— START Page text —

From mboxrd@z Thu Jan  1 00:00:00 1970
Received: from penguin.e-mind.com (penguin.e-mind.com [195.223.140.120])
	by kvack.org (8.8.7/8.8.7) with ESMTP id WAA24923
	for <linux-mm@kvack.org>; Fri, 1 Jan 1999 22:29:22 -0500
Date: Sat, 2 Jan 1999 04:03:57 +0100 (CET)
From: Andrea Arcangeli <andrea@e-mind.com>
Subject: Re: [patch] new-vm improvement [Re: 2.2.0 Bug summary]
In-Reply-To: <Pine.LNX.3.96.990101203728.301B-100000@laser.bogus>
Message-ID: <Pine.LNX.3.96.990102035228.299B-100000@laser.bogus>
MIME-Version: 1.0
Content-Type: TEXT/PLAIN; charset=US-ASCII
Sender: owner-linux-mm@kvack.org
To: Benjamin Redelings I <bredelin@ucsd.edu>, "Stephen C. Tweedie" <sct@redhat.com>, Linus Torvalds <torvalds@transmeta.com>, Steve Bergman <steve@netplus.net>
Cc: linux-kernel@vger.rutgers.edu, Alan Cox <alan@lxorguk.ukuu.org.uk>, Rik van Riel <H.H.vanRiel@phys.uu.nl>, linux-mm@kvack.org
List-ID: <linux-mm.kvack.org>

On Fri, 1 Jan 1999, Andrea Arcangeli wrote:

> I rediffed my VM patch against test1-patch-2.2.0-pre3.gz. I also fixed
> some bug (not totally critical but..) pointed out by Linus in my last
> code. I also changed the shrink_mmap(0) to shrink_mmap(priority) because
> it was completly sucking a lot performance. There is no need to do a
> shrink_mmap(0) for example if the cache/buffer are under min. In such case
> we must allow the swap_out() to grow the cache before start shrinking it.
> 
> So basically this new patch is _far_ more efficient than the last
> one (I never seen so good/stable/fast behavior before!).

Hmm, I just found a big problem, the patch was perfect as far as there was
no I/O bound application running.

When a I/O bound application start to read/write throught the fs, the
buffer and the cache grows, so kswapd has to use do_free_user_and_cache()
to make space for the new data in the cache.

The problem with my last approch is that do_free_user_and_cache() was
always generating I/O to async put some part of user memory to the swap.
This had a _bad_ impact in I/O performance of the I/O bound process :(.

I am the first guy that I hate to see some swapin/swapout while there are
tons of free memory used in cache/buffers.

So I obviously changed something. This new patch fix the problem
fine, even if it doesn't achieve the same iteractive performance as before
under heavily swapping (but it's near), it's a bit more sane ;).

— END Page text —
— START Recorded data —

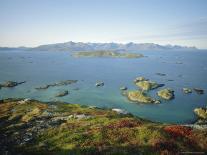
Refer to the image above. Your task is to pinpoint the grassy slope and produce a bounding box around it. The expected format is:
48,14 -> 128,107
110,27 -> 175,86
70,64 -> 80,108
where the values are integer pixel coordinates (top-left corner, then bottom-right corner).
0,100 -> 207,154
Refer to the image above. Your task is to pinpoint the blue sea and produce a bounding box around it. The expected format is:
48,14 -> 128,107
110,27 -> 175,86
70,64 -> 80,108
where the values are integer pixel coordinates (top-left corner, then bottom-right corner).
0,50 -> 207,123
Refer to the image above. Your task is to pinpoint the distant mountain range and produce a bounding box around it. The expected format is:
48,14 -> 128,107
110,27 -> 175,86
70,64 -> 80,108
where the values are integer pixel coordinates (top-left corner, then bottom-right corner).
0,41 -> 198,52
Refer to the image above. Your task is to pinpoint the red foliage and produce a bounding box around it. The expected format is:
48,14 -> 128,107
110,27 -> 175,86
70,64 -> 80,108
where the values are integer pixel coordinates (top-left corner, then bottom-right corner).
164,125 -> 192,138
107,120 -> 141,129
154,141 -> 177,154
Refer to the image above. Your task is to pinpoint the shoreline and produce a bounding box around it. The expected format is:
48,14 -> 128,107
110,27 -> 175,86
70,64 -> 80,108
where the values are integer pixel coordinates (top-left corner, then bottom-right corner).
0,98 -> 207,154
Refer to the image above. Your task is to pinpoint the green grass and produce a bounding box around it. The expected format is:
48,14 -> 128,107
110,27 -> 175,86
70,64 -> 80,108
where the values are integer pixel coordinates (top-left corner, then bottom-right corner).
0,100 -> 207,154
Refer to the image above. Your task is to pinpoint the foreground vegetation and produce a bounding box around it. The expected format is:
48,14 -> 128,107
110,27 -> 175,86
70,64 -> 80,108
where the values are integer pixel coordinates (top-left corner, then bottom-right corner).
0,99 -> 207,154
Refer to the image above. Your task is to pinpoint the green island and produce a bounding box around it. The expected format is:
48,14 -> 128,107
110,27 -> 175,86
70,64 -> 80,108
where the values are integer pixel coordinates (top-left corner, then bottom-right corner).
127,90 -> 160,104
72,50 -> 143,59
0,99 -> 207,154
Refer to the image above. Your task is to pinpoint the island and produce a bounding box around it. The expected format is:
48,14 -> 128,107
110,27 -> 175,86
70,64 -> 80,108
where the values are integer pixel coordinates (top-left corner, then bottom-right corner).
0,99 -> 207,154
72,50 -> 143,58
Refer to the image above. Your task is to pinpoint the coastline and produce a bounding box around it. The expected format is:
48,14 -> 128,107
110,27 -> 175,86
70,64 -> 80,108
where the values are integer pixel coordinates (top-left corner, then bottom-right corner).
0,99 -> 207,154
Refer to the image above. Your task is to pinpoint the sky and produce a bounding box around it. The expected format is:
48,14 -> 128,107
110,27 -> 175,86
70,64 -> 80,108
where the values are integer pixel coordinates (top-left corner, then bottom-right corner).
0,0 -> 207,49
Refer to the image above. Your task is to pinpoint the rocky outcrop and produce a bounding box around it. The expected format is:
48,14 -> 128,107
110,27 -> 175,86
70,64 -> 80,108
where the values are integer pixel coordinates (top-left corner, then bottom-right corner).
35,80 -> 78,90
183,88 -> 192,94
136,80 -> 164,91
194,108 -> 207,119
0,81 -> 26,88
55,90 -> 69,97
120,86 -> 128,90
96,82 -> 104,87
126,90 -> 160,104
193,88 -> 204,94
157,88 -> 174,100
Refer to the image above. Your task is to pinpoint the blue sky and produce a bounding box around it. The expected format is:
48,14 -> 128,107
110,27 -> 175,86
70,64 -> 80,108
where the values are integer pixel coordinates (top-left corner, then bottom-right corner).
0,0 -> 207,48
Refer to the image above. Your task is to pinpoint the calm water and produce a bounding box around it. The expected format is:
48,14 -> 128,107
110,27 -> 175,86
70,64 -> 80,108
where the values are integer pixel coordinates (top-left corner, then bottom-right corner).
0,51 -> 207,123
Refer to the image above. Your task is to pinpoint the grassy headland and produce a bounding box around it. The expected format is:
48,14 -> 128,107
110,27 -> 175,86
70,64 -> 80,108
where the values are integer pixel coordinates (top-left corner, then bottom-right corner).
0,99 -> 207,154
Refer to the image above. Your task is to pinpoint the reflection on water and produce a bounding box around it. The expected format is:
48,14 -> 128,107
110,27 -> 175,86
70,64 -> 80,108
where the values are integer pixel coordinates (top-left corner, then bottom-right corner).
0,51 -> 207,123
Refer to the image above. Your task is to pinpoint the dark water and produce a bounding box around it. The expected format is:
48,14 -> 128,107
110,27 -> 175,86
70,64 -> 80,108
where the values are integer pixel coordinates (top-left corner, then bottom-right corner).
0,51 -> 207,123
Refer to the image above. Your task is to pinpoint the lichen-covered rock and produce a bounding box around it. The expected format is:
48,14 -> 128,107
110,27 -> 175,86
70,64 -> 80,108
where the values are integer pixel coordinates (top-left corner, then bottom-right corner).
120,86 -> 128,90
183,88 -> 192,94
193,88 -> 204,94
157,88 -> 174,100
96,82 -> 104,87
136,81 -> 163,91
56,90 -> 69,97
194,108 -> 207,119
0,81 -> 26,87
127,90 -> 159,103
35,80 -> 78,90
134,76 -> 148,83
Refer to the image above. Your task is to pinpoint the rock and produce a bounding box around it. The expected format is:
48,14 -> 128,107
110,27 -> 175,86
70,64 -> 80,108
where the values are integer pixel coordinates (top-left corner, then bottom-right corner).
193,88 -> 204,94
73,114 -> 93,119
96,82 -> 104,87
112,108 -> 128,114
157,88 -> 174,100
18,98 -> 30,104
127,90 -> 158,103
0,81 -> 26,87
156,73 -> 166,76
35,85 -> 50,89
183,88 -> 192,94
120,86 -> 128,90
136,81 -> 164,91
194,108 -> 207,119
134,76 -> 148,83
55,90 -> 69,97
35,80 -> 78,89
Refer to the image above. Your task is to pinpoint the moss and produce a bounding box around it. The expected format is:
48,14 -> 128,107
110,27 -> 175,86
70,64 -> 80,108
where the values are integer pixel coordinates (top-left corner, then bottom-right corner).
127,90 -> 159,103
157,88 -> 174,100
0,100 -> 207,154
194,108 -> 207,119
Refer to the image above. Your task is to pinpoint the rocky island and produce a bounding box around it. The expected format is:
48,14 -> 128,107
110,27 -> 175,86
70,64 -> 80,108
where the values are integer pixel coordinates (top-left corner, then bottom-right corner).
126,90 -> 160,104
72,50 -> 143,58
0,99 -> 207,154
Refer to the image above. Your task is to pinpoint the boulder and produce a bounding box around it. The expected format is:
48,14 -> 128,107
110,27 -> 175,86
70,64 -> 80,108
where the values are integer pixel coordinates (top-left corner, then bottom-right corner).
134,76 -> 148,83
157,88 -> 174,100
193,88 -> 204,94
0,81 -> 26,87
56,90 -> 69,97
183,88 -> 192,94
120,86 -> 128,90
126,90 -> 160,103
194,108 -> 207,119
96,82 -> 104,87
136,80 -> 163,91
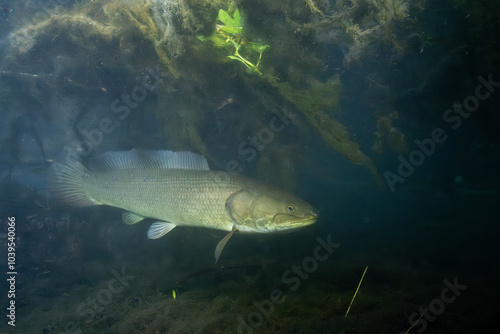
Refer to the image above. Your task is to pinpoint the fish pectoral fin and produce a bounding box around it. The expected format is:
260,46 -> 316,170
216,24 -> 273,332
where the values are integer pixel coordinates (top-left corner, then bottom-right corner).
148,222 -> 177,239
215,226 -> 238,263
122,211 -> 145,225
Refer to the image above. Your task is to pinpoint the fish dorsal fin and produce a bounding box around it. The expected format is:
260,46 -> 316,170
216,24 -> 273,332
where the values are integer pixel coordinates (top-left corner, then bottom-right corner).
92,149 -> 210,171
215,226 -> 238,263
122,211 -> 144,225
148,222 -> 176,239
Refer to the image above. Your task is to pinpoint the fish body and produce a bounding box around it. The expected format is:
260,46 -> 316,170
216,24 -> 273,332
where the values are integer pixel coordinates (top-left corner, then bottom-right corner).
52,150 -> 318,258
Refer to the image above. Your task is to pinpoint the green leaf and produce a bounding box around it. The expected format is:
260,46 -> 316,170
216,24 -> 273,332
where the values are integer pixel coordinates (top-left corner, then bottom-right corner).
219,26 -> 243,35
250,42 -> 269,53
217,9 -> 240,28
233,9 -> 241,27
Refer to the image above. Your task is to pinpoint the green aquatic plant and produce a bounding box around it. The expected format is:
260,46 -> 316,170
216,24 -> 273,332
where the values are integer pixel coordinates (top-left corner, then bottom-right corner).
197,8 -> 269,75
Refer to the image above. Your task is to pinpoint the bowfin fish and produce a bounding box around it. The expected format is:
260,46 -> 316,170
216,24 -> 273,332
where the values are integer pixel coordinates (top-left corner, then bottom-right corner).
51,150 -> 318,260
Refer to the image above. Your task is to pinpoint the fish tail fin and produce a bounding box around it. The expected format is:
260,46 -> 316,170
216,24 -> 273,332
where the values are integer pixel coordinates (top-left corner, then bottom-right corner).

— END Recorded data —

Instructions for the task — Copy the VM patch message word for word from "to make space" to "more sane ;).". You won't need the listing for this.

Answer to this problem —
to make space for the new data in the cache.

The problem with my last approch is that do_free_user_and_cache() was
always generating I/O to async put some part of user memory to the swap.
This had a _bad_ impact in I/O performance of the I/O bound process :(.

I am the first guy that I hate to see some swapin/swapout while there are
tons of free memory used in cache/buffers.

So I obviously changed something. This new patch fix the problem
fine, even if it doesn't achieve the same iteractive performance as before
under heavily swapping (but it's near), it's a bit more sane ;).